**WHAT IS ASKED:**
Output the following material verbatim, reproducing every line without alteration.

BEGIN EXERCISE DATA

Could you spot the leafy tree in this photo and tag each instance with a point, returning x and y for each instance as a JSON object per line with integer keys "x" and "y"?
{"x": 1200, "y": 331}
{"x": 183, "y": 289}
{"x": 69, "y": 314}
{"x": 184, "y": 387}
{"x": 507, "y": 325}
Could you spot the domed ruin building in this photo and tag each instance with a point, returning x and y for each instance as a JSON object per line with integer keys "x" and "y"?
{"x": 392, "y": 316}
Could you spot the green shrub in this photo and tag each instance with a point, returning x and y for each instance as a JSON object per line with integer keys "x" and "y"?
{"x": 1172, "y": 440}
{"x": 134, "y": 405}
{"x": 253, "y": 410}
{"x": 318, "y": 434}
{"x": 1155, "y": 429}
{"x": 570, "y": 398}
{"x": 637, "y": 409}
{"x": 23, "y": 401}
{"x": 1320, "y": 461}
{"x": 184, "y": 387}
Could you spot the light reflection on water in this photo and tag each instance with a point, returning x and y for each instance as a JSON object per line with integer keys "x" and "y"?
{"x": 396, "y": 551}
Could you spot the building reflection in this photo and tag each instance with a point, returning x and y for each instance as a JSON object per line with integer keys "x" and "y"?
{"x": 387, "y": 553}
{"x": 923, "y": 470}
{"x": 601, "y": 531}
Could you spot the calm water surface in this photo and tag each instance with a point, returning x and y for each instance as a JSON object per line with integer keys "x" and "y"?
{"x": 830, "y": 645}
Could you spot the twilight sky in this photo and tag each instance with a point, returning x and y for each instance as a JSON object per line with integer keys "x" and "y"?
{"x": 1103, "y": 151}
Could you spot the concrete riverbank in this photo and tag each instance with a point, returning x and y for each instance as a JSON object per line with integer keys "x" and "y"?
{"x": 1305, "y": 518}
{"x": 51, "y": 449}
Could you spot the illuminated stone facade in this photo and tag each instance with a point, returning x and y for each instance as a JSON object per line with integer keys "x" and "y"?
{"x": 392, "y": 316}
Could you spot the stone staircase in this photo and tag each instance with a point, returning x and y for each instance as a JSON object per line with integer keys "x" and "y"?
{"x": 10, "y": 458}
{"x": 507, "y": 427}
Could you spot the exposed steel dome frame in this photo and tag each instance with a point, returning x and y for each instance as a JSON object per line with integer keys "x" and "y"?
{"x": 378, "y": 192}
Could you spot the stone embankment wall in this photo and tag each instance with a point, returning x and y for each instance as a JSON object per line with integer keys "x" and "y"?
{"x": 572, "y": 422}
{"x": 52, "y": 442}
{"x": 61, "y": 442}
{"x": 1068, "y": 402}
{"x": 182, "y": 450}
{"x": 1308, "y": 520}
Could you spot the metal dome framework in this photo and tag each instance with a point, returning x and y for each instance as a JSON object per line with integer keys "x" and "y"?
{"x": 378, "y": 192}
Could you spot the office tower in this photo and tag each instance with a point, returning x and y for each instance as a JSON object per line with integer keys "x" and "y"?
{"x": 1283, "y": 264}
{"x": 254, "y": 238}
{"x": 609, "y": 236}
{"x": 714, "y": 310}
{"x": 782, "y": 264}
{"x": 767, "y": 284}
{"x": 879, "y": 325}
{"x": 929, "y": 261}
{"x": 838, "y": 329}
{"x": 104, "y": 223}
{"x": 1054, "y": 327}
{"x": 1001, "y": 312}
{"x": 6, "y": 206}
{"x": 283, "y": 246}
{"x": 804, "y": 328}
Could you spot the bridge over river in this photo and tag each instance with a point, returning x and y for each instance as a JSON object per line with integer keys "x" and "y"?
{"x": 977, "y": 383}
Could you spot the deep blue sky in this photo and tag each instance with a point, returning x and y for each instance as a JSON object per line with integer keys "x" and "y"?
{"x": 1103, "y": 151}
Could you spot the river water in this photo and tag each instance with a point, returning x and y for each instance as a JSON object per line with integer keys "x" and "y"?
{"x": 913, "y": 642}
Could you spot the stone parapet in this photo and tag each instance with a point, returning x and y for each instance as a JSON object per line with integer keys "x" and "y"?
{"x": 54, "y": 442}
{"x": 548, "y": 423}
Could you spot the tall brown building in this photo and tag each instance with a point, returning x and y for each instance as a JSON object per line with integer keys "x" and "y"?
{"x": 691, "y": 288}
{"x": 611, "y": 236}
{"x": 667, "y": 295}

END EXERCISE DATA

**WORKED ANSWER:**
Could you spot the leafy tree in this photo and tag each instance with a point, returning x and y for each instance as a JSON object per line with integer keys "x" and "y"?
{"x": 1200, "y": 331}
{"x": 183, "y": 289}
{"x": 69, "y": 314}
{"x": 184, "y": 387}
{"x": 507, "y": 325}
Could you spot the domed ruin building in this photo and tag each instance with a point, returning x and y for each instance as a JSON object per line with integer keys "x" and "y"?
{"x": 392, "y": 316}
Could you spot the green shrub in this photo and tag each instance with a point, returning x and y for each instance as a JSON object per line with integer keys "x" and "y"?
{"x": 1172, "y": 440}
{"x": 134, "y": 405}
{"x": 253, "y": 410}
{"x": 318, "y": 434}
{"x": 1155, "y": 429}
{"x": 570, "y": 398}
{"x": 637, "y": 409}
{"x": 23, "y": 401}
{"x": 1320, "y": 461}
{"x": 184, "y": 387}
Could you spot the light reflection on water in this photo and tag each instance with a point, returning x and y for each instance as a JSON object per line with integer keys "x" and "y"?
{"x": 396, "y": 551}
Could you spot the building reflection in this photo and tag each instance with a point, returning x and y for each instance as a JSON object per line with integer keys "x" and "y"?
{"x": 387, "y": 553}
{"x": 923, "y": 470}
{"x": 601, "y": 531}
Could you spot the calm water surface in this photo and tag each instance with a point, returning x and y for each instance as a JSON object per line with integer keys "x" and "y"?
{"x": 830, "y": 645}
Could you spot the twilight sky in this photo and tag each instance with a point, returning x and y for each instance as a JSON object per line with integer keys "x" and "y"?
{"x": 1103, "y": 151}
Could you spot the concrete riverbank in this photo and tag each instance with a point, returning x and y for each instance as a JSON object per line with integer keys "x" and "y"?
{"x": 1305, "y": 518}
{"x": 51, "y": 449}
Could you spot the illuminated stone facade in this photo and tag each instance with a point, returning x and y for each instance as a JSON object per line with integer keys "x" and "y"?
{"x": 392, "y": 316}
Could you spot the stone staircase in this photo and tag each instance with a point, returning x and y for each instance as a JSON object per line with integer keys "x" and "y"?
{"x": 10, "y": 458}
{"x": 507, "y": 427}
Could you spot the exposed steel dome frame in this photo and tag each instance with a point, returning x and y for each instance as a JSON object per line with integer keys "x" and "y"?
{"x": 378, "y": 192}
Could you spot the stone embankment wall in this photo and tag each instance with a point, returning x and y for each instance as a JSON object per line with integer keys "x" and "y"?
{"x": 572, "y": 422}
{"x": 52, "y": 442}
{"x": 61, "y": 442}
{"x": 1068, "y": 402}
{"x": 182, "y": 450}
{"x": 1308, "y": 520}
Could you spot the metal dome framework in this photo and tag each instance with a point, returning x and y for each instance as a JSON object per line with integer keys "x" and "y"?
{"x": 378, "y": 192}
Could you spot the office tower in this photo and tag each instance with a point, returning x and y for each instance as a JSON object per line with integer keys "x" and "y"?
{"x": 1283, "y": 264}
{"x": 254, "y": 238}
{"x": 609, "y": 236}
{"x": 714, "y": 310}
{"x": 782, "y": 264}
{"x": 767, "y": 284}
{"x": 879, "y": 325}
{"x": 929, "y": 261}
{"x": 838, "y": 329}
{"x": 104, "y": 223}
{"x": 1054, "y": 327}
{"x": 1001, "y": 312}
{"x": 6, "y": 206}
{"x": 283, "y": 246}
{"x": 804, "y": 328}
Could you spot the bridge over river in this photo and tag each instance with a point, returning x and y for each instance as a JSON object per line with integer keys "x" and "y"?
{"x": 977, "y": 383}
Could you spot the deep blue sky in this photo and tag each instance with a point, returning x and y for each instance as a JSON object per line with integer keys "x" and "y"?
{"x": 1103, "y": 151}
Could you spot the river water in this photo and tag each instance with a point, returning x and y for each instance as a JSON object per line with integer keys "x" and "y"?
{"x": 913, "y": 642}
Could you spot the stone parapet in this photo and tag each instance with a point, returning x and y for each instance as a JSON object per line with integer keys "x" and "y"?
{"x": 54, "y": 442}
{"x": 548, "y": 423}
Could you spot the tall brown building in this photo and tag each instance with a point, returning x and y for each instance as a JSON object per line with integer keys "x" and "y"?
{"x": 691, "y": 288}
{"x": 611, "y": 236}
{"x": 667, "y": 295}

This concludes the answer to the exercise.